TRECHO
• • •
A degeneração do PT e a crise de direção revolucionária

Como buscamos demonstrar nos textos anteriores[1], o elemento mais avançado da situação pré-revolucionária em curso no país é a “crise nas alturas” causada pela divisão e luta interburguesa, que potencializa a crise crônica do regime democrático burguês. A direção do PSTU, ao mesmo tempo em que minimiza esta crise, ao caracterizá-la como uma simples “crise de representação política”, por outro lado tende a superestimar a força e a consciência do proletariado e do movimento operário e de massas. Este segundo erro advém da incompreensão do significado da queda do governo Dilma e suas consequências sobre a consciência do proletariado e a situação do movimento operário e de massas. Erro que pode ser sintetizado na caraterização equivocada da “ruptura de massas com o PT”, elemento central no esquema político da direção do PSTU e da LIT.

Ora, certamente há uma ruptura de massas com o PT: a ruptura das massas pequeno burguesas e da “classe média”, que foram um dos pilares do pacto de classes que levou a frente popular ao poder e sustentou os governos de Lula e Dilma em seus anos de ouro. Esta ruptura ficou evidente nas manifestações do Coxinhaço, majoritariamente compostas pela pequena burguesia branca, exasperada pela crise econômica e insuflada pela “luta contra a corrupção do PT”. Porém, no proletariado e principalmente na classe operária a situação é diferente, pois está mediada pela crise de direção revolucionária.
• • •
DADOS APRESENTADOS
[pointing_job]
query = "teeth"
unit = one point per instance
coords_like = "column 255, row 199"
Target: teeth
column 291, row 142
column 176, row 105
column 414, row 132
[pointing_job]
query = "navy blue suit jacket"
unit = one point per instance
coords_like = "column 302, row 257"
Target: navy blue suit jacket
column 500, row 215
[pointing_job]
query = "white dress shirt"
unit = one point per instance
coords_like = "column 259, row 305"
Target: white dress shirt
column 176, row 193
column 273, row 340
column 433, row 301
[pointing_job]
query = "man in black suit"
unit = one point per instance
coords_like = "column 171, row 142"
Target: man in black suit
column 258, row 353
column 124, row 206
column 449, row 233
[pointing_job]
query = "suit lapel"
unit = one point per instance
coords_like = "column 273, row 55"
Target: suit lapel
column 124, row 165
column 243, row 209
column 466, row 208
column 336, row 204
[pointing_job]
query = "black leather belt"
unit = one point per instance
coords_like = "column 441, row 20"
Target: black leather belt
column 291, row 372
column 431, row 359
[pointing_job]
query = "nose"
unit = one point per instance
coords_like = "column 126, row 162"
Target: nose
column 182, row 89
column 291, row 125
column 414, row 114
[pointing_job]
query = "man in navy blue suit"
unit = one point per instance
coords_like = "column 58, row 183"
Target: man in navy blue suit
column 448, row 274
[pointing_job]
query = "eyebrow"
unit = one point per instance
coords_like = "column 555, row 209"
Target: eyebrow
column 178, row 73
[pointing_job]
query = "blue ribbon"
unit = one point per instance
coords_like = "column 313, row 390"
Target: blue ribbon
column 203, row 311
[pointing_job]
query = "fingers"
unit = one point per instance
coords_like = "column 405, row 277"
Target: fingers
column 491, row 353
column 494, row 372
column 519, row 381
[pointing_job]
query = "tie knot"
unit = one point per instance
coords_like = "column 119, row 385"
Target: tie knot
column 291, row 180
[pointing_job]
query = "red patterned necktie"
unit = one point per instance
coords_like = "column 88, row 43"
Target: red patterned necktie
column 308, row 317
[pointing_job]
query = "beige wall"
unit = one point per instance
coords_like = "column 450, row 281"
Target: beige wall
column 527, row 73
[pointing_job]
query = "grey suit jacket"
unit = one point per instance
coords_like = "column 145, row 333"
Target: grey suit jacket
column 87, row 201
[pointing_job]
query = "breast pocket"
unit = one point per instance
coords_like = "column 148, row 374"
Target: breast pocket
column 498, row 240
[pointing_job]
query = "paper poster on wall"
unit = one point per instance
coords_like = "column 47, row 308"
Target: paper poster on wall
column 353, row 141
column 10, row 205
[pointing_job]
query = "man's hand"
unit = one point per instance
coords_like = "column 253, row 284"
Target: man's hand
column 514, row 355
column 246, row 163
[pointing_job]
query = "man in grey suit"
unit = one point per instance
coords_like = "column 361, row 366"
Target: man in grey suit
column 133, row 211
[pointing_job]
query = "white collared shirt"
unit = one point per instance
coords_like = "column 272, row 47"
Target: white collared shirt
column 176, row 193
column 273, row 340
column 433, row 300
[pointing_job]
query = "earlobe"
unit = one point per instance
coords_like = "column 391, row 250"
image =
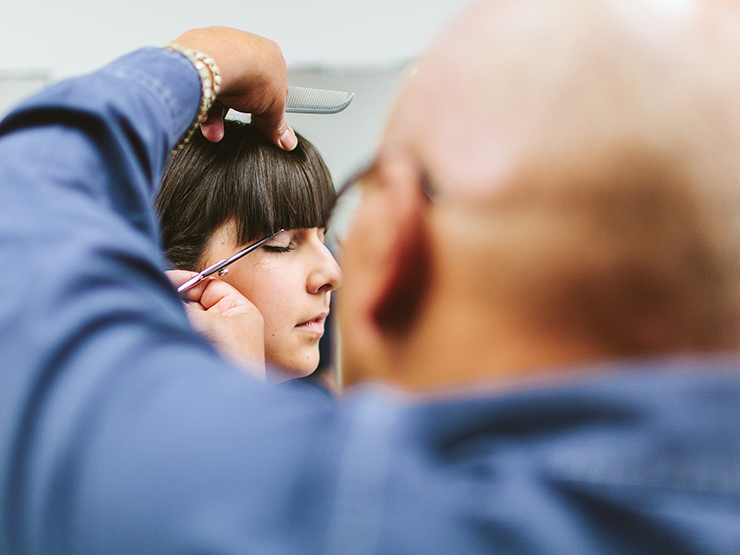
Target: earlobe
column 408, row 274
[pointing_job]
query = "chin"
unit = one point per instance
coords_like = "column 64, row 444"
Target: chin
column 285, row 371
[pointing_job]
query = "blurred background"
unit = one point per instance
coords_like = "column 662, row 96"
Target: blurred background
column 362, row 47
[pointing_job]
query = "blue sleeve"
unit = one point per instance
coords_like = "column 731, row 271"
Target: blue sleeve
column 120, row 429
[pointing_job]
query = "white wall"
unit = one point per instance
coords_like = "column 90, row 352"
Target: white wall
column 72, row 36
column 346, row 45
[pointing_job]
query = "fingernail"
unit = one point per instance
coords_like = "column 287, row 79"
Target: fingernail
column 288, row 141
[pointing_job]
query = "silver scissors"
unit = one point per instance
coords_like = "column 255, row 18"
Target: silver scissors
column 220, row 266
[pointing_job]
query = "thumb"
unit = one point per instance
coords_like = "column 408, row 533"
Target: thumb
column 281, row 134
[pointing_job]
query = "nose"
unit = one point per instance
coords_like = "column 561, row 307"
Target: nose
column 326, row 274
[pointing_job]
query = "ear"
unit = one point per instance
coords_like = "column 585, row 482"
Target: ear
column 387, row 276
column 407, row 274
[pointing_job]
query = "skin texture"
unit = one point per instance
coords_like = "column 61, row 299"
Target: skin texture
column 584, row 154
column 289, row 281
column 227, row 319
column 254, row 80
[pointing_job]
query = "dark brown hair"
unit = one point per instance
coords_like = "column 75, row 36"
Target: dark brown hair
column 243, row 178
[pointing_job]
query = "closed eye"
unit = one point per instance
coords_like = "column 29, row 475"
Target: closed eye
column 275, row 248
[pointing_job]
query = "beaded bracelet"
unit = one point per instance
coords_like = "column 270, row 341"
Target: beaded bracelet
column 210, row 82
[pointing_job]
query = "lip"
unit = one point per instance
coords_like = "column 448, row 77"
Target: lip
column 315, row 324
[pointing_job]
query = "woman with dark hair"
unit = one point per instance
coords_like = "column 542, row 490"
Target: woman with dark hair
column 218, row 197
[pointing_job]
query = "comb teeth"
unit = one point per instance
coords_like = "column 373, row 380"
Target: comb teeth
column 304, row 100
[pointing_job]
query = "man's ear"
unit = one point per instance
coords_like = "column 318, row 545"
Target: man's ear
column 407, row 273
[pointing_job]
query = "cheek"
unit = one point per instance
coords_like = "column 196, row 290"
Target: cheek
column 269, row 288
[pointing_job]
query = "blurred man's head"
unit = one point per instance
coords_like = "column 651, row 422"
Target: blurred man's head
column 583, row 158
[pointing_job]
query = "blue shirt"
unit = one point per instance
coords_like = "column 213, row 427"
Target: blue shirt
column 122, row 431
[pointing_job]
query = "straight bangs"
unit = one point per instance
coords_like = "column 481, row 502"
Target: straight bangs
column 244, row 179
column 277, row 189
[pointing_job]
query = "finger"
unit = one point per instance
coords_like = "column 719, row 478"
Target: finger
column 222, row 298
column 213, row 127
column 178, row 277
column 277, row 130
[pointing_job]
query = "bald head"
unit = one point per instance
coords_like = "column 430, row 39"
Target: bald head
column 586, row 158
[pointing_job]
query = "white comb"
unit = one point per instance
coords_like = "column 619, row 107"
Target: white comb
column 303, row 100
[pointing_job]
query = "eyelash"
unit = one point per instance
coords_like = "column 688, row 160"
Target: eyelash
column 269, row 248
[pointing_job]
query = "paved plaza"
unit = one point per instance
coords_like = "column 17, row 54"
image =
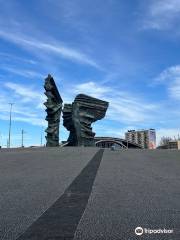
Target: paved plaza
column 89, row 193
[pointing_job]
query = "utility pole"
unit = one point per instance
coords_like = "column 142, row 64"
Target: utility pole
column 22, row 139
column 10, row 115
column 41, row 136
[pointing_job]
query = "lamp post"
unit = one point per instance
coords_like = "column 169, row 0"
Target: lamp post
column 10, row 116
column 22, row 139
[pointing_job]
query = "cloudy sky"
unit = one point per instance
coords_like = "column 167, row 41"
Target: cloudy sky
column 122, row 51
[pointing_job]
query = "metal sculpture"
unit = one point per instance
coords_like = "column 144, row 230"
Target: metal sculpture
column 53, row 109
column 78, row 117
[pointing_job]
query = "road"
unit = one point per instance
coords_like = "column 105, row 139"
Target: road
column 84, row 193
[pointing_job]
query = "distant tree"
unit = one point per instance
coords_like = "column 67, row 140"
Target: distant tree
column 165, row 141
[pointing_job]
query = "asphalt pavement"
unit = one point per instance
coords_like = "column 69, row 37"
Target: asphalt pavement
column 84, row 194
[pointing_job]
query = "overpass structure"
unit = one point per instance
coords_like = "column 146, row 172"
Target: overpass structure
column 107, row 142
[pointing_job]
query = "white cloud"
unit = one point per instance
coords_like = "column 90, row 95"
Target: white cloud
column 52, row 47
column 171, row 77
column 167, row 132
column 123, row 106
column 27, row 92
column 93, row 89
column 23, row 72
column 161, row 14
column 27, row 107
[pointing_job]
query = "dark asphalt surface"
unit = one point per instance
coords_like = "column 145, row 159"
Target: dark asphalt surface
column 31, row 180
column 132, row 188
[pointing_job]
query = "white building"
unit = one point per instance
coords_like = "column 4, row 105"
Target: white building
column 144, row 138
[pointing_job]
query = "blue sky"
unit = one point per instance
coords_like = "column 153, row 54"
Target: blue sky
column 122, row 51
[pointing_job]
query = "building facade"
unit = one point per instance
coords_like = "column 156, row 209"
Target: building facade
column 145, row 138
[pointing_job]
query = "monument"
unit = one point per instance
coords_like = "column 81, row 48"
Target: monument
column 53, row 109
column 78, row 117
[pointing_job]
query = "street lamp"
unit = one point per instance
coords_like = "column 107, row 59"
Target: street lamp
column 22, row 132
column 10, row 114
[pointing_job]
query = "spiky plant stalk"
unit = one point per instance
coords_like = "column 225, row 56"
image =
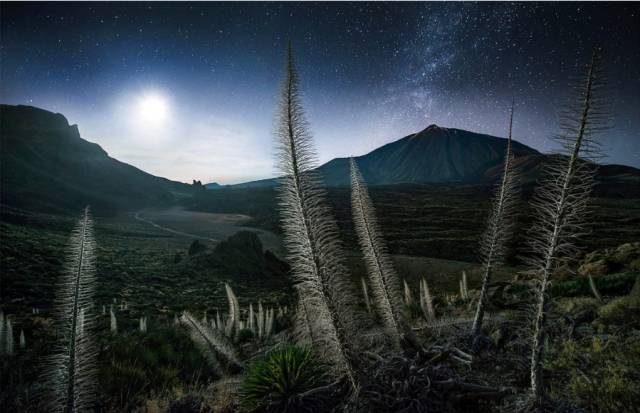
• • •
SUA TAREFA
Reproduza sem alterações a parte do trecho sobre a crise do PT que vai de "A degeneração do" até "PSTU e da LIT.", incluindo essas palavras.

RESPOSTA ESCRITA
A degeneração do PT e a crise de direção revolucionária

Como buscamos demonstrar nos textos anteriores[1], o elemento mais avançado da situação pré-revolucionária em curso no país é a “crise nas alturas” causada pela divisão e luta interburguesa, que potencializa a crise crônica do regime democrático burguês. A direção do PSTU, ao mesmo tempo em que minimiza esta crise, ao caracterizá-la como uma simples “crise de representação política”, por outro lado tende a superestimar a força e a consciência do proletariado e do movimento operário e de massas. Este segundo erro advém da incompreensão do significado da queda do governo Dilma e suas consequências sobre a consciência do proletariado e a situação do movimento operário e de massas. Erro que pode ser sintetizado na caraterização equivocada da “ruptura de massas com o PT”, elemento central no esquema político da direção do PSTU e da LIT.